**Problem:**
Exactly as they stand, write out all of the entries again.
*****
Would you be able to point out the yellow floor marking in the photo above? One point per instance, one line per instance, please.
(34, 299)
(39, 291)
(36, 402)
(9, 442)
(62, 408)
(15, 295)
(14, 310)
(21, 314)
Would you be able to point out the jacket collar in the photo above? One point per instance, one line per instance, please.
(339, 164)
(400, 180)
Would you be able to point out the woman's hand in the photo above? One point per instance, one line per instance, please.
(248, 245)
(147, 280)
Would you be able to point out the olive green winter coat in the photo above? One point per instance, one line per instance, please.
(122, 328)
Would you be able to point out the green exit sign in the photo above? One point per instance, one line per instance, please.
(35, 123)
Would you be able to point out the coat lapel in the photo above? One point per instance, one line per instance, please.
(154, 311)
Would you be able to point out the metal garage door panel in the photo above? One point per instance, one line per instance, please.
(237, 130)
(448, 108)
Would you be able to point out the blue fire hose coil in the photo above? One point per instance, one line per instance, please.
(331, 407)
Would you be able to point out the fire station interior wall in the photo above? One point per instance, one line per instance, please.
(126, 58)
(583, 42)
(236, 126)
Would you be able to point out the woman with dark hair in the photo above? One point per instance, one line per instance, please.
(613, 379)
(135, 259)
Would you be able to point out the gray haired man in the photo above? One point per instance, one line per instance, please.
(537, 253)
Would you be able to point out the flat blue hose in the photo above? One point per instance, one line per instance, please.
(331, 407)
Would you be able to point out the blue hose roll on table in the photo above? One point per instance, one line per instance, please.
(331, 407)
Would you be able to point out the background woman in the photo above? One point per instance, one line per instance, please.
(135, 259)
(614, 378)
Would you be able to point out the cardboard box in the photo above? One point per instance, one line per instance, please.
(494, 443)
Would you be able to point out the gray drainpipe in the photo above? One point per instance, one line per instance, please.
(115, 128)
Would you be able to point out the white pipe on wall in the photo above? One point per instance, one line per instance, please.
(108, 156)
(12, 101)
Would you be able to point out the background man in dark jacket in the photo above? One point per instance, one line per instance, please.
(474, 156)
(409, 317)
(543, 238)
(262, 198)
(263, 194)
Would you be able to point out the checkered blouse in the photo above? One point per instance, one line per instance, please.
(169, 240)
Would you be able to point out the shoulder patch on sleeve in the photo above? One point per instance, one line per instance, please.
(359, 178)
*****
**Solution to the exercise:**
Would you be able to point out the yellow floor marking in the photo above? One point per instance, one line per instance, please.
(34, 299)
(39, 291)
(36, 402)
(9, 442)
(62, 408)
(15, 295)
(14, 310)
(21, 314)
Would you be able to point out the jacket collar in the photo above? One point per instance, one line per instance, please.
(339, 164)
(400, 180)
Would you be able to point out the woman's hand in the photo above? One point per instance, one line per instance, please.
(248, 245)
(147, 280)
Would you be able to point out the olive green winter coat in the photo above? One point per instance, one line per instance, please.
(122, 328)
Would you be able to point out the green exit sign in the photo above? One point per instance, one line per instance, please.
(35, 123)
Would you be able to point out the coat lapel in the photo above? One point per instance, one line per instance, please.
(154, 311)
Would you be able to point out the metal garage door panel in the photo above? One point per instance, one line per instance, please.
(237, 130)
(448, 108)
Would you be able to point out the blue fire hose coil in the photo above? One point per instance, one line per instance, please.
(331, 407)
Would you be able to point out the fire station interior wall in the photo above? One point per instance, one line per instance, please.
(126, 58)
(583, 42)
(236, 126)
Would you be able to point out the woman with dark hair in the photo above? One point per instance, one line per instance, please.
(613, 379)
(135, 259)
Would you be able to point out the gray haired man in the photo above? One point per instance, one line per instance, please.
(537, 253)
Would you be able to point out the flat blue hose in the photo above? One point per instance, one line per instance, please.
(331, 407)
Would you be able to point out the blue hose roll on table in the photo above? One point per instance, one line per instance, please.
(331, 407)
Would you be able to point out the background woman in the photo above? One point per instance, one line per instance, please.
(135, 259)
(614, 378)
Would you be able to point out the cardboard box in the photo above? One point per instance, one line per instance, please.
(494, 443)
Would you be able to point out the gray drainpipe in the photo above? One point per instance, one line per instance, please.
(115, 128)
Would you be able to point out the white pipe on wall in the photo above? One point per instance, one line per instance, please.
(108, 156)
(12, 101)
Would you be able to point out the background man in dark jacket in the photo above? One point per instance, one line per instance, please.
(474, 156)
(409, 317)
(543, 238)
(262, 198)
(263, 194)
Would you be able to point out the checkered blouse in the photo above? One point per instance, one line per instance, please.
(169, 240)
Would you be able to point out the shoulder patch on sleeve in the photo above? One point per instance, one line per instance, please.
(359, 178)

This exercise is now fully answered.